## Stated exercise
Write out these lines again, replacing "farm track" with "gravel lane" and leaving everything else unchanged.

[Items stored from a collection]
--- --- ---
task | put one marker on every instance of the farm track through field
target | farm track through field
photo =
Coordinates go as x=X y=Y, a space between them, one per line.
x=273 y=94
--- --- ---
## The completed task
task | put one marker on every instance of the gravel lane through field
target | gravel lane through field
photo =
Coordinates go as x=X y=Y, a space between them, one per line.
x=273 y=94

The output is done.